_WORK REQUIRED_
Transcribe the passage of the seminar announcement from "Global Health Futures: Ethno-Sexuality" up to and including "Queer Studies (2014-2016)".

_DOCUMENT TEXT_
■ ■ ■ ■ ■ ■ ■

Global Health Futures: Ethno-Sexuality and HIV in South Africa

Friday, February 20, 2015 - 2:00pm - 3:30pm
639 Williams Hall
Speaker:Kirk J. Fiereck, Ph.D., M.Phil., M.P.H.
Andrew Mellon Postdoctoral Fellow in Sexuality and Queer Studies (2014-2016)
University of Pennsylvania
About the paper:The HIV prevention technology known as pre-exposure prophylaxis, or PrEP, has created new health inequalities and corporeal vulnerabilities along lines of race, ethnicity and sexuality in the context of South Africa. How has it come to be that a public health intervention, like PrEP, paradoxically creates health inequalities? One could argue that the future of global health is increasingly influenced by a logic of financial speculation, or what I call global health futures. PrEP is a pharmaceutical HIV prevention intervention whereby ‘healthy’ individuals who are determined to be at high-risk for HIV are indicated for daily antiretroviral (ARV) treatment. Other scholars have argued that the practice of medications when one is healthy produces surplus health specifically through the practices of consuming risk information, and treating these risks to preempt the onset of chronic disease or exposure to a disease agent. In the context of HIV, I argue that, as the inevitable inverse of surplus health, surplus risk is created for people who are understood to be at high risk for HIV, or are HIV positive, but lack access to ARVs. This paper explores how global health knowledge production mediates the relation between surplus health and surplus risk in South Africa. I explore these processes by drawing upon my ethnographic study of research participants enrolled within the South African arm of a global, multi-sited PrEP clinical trial and the global health experts who are implementing PrEP in South Africa. In these particular contexts, I compare the distributions of bodies that are consumed by risk through the creation of clinical knowledge in the space of drug trials with other bodies that consume risk knowledge in the context of ever-expanding pharmaceutical markets. Such distributions of risk and health surfeits are complex, and are mediated by race, class, gender and sexuality.

■ ■ ■ ■ ■ ■ ■

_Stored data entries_
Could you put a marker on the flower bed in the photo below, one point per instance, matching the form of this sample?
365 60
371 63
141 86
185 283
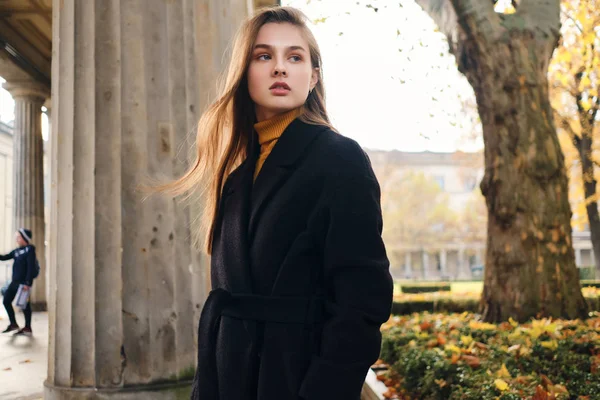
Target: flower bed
454 356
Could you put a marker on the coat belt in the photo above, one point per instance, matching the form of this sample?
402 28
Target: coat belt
289 310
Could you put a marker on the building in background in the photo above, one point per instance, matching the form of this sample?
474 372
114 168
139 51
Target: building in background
452 252
7 235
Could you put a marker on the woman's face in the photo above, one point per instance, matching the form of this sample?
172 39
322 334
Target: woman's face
19 239
280 73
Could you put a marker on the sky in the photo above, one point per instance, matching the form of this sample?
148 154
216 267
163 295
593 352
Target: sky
389 79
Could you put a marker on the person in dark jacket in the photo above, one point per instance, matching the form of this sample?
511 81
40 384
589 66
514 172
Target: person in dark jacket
299 272
23 273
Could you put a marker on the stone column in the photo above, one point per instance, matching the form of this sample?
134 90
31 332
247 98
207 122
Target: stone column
28 186
129 78
425 261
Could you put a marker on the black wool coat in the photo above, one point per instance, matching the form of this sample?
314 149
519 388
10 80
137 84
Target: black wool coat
300 276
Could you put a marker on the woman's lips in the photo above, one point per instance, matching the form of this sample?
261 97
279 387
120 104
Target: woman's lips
279 91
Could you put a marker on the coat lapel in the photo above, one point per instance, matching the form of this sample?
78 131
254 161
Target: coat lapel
234 235
279 165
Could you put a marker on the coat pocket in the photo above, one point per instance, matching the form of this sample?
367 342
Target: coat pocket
296 365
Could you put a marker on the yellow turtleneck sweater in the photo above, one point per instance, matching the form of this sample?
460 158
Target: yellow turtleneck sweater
269 131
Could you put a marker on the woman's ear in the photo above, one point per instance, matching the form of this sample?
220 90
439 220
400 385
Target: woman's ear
314 78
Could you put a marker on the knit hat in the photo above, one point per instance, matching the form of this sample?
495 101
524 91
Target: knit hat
25 234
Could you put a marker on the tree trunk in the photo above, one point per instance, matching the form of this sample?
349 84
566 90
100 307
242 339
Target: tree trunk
530 264
584 146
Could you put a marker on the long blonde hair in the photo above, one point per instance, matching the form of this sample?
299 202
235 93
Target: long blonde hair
225 128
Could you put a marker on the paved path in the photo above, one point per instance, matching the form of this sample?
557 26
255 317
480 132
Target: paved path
23 360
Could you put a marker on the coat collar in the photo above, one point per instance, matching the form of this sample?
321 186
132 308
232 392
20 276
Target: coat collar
288 150
233 245
244 199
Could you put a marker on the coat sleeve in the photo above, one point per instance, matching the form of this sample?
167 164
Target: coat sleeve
31 260
9 256
358 282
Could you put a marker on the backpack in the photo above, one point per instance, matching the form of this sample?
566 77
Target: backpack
36 271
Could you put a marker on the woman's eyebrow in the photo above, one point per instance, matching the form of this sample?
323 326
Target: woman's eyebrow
269 47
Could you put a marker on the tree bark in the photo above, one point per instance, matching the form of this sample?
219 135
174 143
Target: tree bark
584 147
530 265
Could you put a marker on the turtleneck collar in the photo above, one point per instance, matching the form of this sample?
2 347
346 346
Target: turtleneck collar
272 128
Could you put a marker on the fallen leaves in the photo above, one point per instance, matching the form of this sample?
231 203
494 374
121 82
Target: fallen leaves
444 353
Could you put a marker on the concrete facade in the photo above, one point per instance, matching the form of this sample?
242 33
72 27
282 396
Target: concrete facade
28 173
127 285
7 233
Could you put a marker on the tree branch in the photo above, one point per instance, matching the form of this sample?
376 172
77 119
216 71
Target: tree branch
442 13
544 15
566 125
477 17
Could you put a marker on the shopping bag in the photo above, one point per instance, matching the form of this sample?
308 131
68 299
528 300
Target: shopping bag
22 297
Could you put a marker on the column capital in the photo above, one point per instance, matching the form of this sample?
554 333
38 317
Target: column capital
29 89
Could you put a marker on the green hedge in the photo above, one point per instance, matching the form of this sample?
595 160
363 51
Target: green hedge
458 357
590 283
450 305
425 287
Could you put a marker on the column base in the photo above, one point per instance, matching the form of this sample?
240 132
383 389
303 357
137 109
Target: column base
163 391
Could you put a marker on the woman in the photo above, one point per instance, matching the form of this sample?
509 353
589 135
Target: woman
23 273
299 271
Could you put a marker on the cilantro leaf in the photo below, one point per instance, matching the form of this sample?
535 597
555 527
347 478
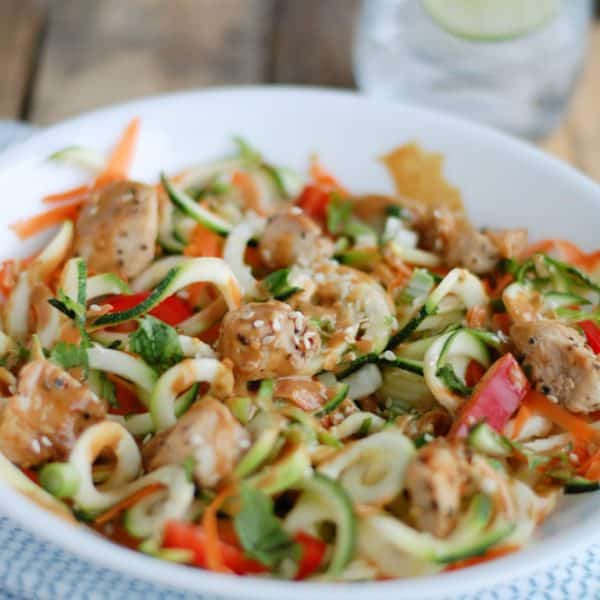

■ ■ ■ ■ ■ ■ ■

_TASK OUTPUT_
Global Health Futures: Ethno-Sexuality and HIV in South Africa

Friday, February 20, 2015 - 2:00pm - 3:30pm
639 Williams Hall
Speaker:Kirk J. Fiereck, Ph.D., M.Phil., M.P.H.
Andrew Mellon Postdoctoral Fellow in Sexuality and Queer Studies (2014-2016)